In the lines below, swap "building" for "structure" and give them again with nothing else changed. Leave the pictures out of your answer.

• [RECORDED INFORMATION]
----------------

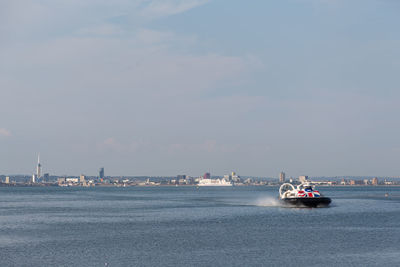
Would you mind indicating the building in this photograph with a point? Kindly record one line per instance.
(38, 168)
(282, 177)
(61, 181)
(101, 173)
(235, 177)
(303, 178)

----------------

• [RESULT OF THIS TASK]
Would you mind indicating the structure in this photograph with a point? Kindly record one line per instance.
(38, 168)
(282, 177)
(61, 181)
(101, 173)
(235, 177)
(303, 178)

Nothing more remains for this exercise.